Tuesday, December 1, 2020

A Fine Research Mess

 

If you get the picture, from following my genealogy escapades over the past year here at A Family Tapestry, that my research pathway is a jumble of zigging and zagging detours, your assessment would be spot on. Family history can lead us into such fine research messes.

Take this last "Twelve Most Wanted" family I'll be pursuing for the month of December. I first discovered that Gramlewicz was indeed a surname which linked to my paternal grandmother's roots, not by direct evidence, but by inference. My first discovery of the surname came in the guise of a census entry for New York State's 1915 enumeration. It was discovery of an eighteen year old "neice" in the Brooklyn household of Anton and Mary Laskowski that first raised my eyebrows: who was Annie Gramlewicz?

That particular Laskowski household was the home of my father's maternal grandparents. Born somewhere in Poland—a deep, dark secret kept from later generations—neither sixty nine year old Anton nor his fifty year old wife had been naturalized. But here in their household was an eighteen year old who claimed U.S. citizenship—but didn't even declare her specific place of birth.

The claim of a relationship as close as niece with uncle and aunt lured me into following the trail. At the point of that discovery, I knew nothing about Anton nor Mary. In fact, I was elated that I had made even that discovery. I figured Anna was either daughter of Anton's sibling or Mary's sibling. Simple. All I had to do was learn a little more about this Gramlewicz connection.

**DATA EXCERPTS**
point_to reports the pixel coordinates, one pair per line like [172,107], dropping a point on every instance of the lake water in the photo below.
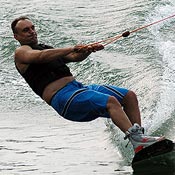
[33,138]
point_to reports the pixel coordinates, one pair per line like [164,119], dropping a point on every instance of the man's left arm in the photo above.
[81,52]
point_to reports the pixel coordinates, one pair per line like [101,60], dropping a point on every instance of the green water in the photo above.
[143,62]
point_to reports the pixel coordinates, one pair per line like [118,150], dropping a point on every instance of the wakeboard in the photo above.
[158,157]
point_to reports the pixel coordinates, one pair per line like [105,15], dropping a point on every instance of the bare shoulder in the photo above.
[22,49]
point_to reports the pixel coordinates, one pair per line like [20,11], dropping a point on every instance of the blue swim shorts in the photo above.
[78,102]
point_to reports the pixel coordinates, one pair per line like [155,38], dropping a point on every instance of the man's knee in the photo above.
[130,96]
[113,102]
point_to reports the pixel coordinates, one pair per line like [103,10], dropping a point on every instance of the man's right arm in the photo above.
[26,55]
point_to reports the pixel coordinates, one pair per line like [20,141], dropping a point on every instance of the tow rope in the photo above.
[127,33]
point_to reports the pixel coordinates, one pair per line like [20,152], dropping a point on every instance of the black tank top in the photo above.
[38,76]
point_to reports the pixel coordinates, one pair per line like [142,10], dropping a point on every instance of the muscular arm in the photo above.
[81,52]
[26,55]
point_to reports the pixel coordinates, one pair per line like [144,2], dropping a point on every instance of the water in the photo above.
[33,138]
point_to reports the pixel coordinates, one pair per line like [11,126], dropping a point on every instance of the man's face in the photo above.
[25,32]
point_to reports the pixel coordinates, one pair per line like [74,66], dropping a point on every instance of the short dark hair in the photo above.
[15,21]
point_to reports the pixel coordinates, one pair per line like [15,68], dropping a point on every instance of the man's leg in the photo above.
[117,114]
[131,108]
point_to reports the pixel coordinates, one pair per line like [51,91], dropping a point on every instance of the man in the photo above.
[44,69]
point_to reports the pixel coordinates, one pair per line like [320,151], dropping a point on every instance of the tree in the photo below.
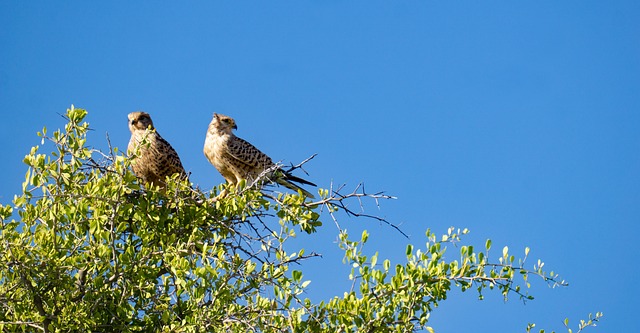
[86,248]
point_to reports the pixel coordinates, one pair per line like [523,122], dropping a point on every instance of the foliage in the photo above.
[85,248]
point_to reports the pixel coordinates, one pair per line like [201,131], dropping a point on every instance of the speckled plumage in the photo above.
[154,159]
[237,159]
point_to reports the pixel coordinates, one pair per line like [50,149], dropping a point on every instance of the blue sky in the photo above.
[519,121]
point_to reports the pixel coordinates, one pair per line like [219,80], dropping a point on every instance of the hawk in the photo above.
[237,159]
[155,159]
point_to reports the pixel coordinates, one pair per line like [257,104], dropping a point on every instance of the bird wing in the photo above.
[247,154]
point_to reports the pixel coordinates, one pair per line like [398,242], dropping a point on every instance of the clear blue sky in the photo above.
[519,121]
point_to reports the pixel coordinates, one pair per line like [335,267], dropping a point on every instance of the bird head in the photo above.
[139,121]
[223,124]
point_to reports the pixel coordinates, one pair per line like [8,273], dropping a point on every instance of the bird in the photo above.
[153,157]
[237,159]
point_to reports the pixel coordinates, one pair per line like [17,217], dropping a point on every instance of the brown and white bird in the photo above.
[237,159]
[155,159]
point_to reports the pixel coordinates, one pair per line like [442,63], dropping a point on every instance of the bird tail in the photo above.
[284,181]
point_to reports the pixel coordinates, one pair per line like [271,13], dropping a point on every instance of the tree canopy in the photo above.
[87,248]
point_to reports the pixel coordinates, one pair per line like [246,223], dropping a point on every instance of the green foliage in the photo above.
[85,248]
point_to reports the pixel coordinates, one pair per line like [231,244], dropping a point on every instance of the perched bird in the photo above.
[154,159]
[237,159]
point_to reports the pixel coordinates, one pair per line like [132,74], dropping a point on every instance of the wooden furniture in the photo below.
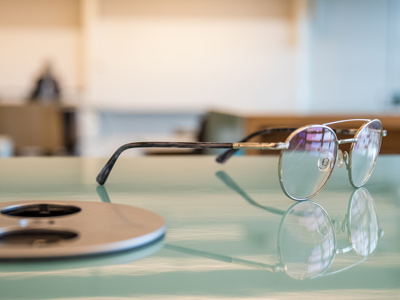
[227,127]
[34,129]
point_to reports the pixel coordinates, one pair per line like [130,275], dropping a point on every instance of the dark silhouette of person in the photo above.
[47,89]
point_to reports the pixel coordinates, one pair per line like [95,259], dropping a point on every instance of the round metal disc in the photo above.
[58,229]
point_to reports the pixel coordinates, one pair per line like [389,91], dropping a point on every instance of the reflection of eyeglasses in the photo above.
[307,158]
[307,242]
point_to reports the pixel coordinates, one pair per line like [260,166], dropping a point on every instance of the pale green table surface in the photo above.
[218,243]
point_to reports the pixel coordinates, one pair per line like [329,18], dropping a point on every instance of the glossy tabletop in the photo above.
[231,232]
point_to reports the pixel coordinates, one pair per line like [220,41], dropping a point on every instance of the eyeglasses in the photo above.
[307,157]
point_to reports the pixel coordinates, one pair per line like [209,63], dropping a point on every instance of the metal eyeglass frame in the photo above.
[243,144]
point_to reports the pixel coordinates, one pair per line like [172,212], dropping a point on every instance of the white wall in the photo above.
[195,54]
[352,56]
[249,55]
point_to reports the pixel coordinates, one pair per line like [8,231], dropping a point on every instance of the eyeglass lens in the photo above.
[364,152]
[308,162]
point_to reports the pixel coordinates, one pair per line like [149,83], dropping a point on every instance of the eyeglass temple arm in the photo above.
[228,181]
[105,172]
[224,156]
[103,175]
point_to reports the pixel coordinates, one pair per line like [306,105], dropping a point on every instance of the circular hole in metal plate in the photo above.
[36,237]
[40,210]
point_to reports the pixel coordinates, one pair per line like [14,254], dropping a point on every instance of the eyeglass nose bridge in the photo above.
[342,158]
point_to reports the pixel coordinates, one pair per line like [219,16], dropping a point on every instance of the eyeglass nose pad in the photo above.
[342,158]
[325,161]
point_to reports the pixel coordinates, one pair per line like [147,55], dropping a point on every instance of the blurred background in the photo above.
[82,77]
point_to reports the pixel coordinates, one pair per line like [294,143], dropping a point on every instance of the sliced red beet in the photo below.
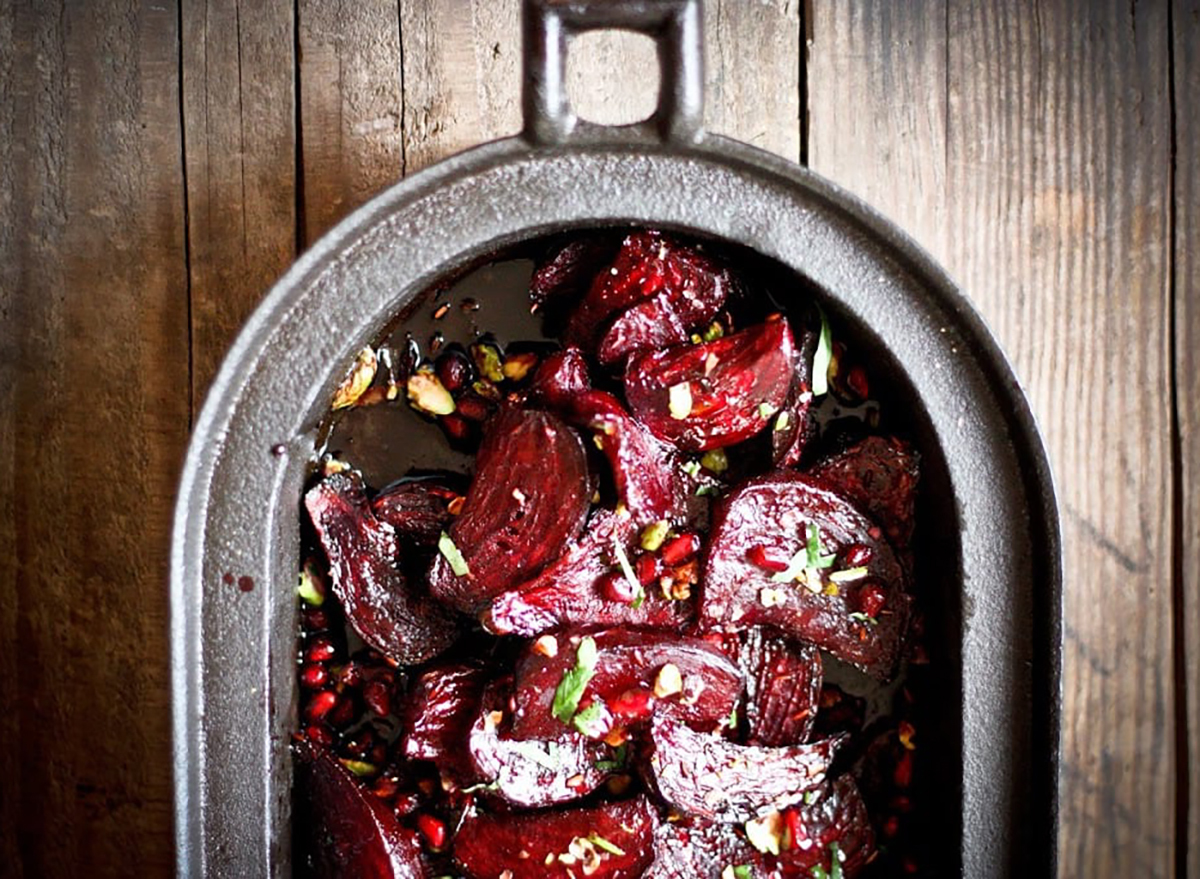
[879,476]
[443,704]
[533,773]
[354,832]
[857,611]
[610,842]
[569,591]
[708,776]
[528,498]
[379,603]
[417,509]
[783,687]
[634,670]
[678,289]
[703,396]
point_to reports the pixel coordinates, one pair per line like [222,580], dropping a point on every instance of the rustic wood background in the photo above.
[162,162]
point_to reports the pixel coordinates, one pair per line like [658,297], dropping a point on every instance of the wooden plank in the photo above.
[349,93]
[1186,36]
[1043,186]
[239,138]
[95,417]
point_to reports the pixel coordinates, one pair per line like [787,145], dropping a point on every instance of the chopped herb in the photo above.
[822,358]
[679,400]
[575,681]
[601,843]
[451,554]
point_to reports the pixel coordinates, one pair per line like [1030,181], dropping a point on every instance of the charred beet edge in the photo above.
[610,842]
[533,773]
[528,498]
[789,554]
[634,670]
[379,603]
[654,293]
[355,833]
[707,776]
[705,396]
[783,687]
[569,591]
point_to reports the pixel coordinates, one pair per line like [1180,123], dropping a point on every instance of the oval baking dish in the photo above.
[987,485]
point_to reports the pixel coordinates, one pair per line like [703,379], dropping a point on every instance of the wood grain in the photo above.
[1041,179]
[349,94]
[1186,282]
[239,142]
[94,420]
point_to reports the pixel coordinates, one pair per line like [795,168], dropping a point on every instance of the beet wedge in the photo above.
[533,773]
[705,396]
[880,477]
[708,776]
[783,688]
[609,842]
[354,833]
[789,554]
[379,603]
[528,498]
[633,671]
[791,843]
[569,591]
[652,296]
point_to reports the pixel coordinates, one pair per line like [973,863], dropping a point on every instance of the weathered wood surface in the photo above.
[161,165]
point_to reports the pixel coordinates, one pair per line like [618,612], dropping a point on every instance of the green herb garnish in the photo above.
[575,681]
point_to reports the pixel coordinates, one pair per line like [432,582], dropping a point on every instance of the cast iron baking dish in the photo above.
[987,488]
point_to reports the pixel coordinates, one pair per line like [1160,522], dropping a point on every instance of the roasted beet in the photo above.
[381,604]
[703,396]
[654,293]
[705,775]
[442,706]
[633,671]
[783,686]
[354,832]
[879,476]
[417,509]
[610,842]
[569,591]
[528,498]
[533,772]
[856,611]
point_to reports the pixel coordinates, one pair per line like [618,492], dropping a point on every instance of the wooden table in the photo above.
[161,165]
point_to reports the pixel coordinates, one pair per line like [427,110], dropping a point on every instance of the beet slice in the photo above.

**DIRECTIVES**
(1) In the genealogy post, condense the paragraph beginning "That particular Laskowski household" into a short list that keeps its main facts.
(2) According to the genealogy post, which census first showed the writer the Gramlewicz surname?
(3) Transcribe the genealogy post word for word, starting with "Take this last" and going on through "place of birth.".
The data is separate material and has no link to the genealogy post.

**SOLUTION SET**
(1)
- The Laskowski household was home to the writer's father's maternal grandparents.
- Both were born somewhere in Poland, a fact kept secret from later generations.
- Anton was sixty-nine and his wife was fifty, and neither had been naturalized.
- An eighteen-year-old in their household claimed U.S. citizenship but gave no specific place of birth.

(2) New York State's 1915 census.

(3)
Take this last "Twelve Most Wanted" family I'll be pursuing for the month of December. I first discovered that Gramlewicz was indeed a surname which linked to my paternal grandmother's roots, not by direct evidence, but by inference. My first discovery of the surname came in the guise of a census entry for New York State's 1915 enumeration. It was discovery of an eighteen year old "neice" in the Brooklyn household of Anton and Mary Laskowski that first raised my eyebrows: who was Annie Gramlewicz?

That particular Laskowski household was the home of my father's maternal grandparents. Born somewhere in Poland—a deep, dark secret kept from later generations—neither sixty nine year old Anton nor his fifty year old wife had been naturalized. But here in their household was an eighteen year old who claimed U.S. citizenship—but didn't even declare her specific place of birth.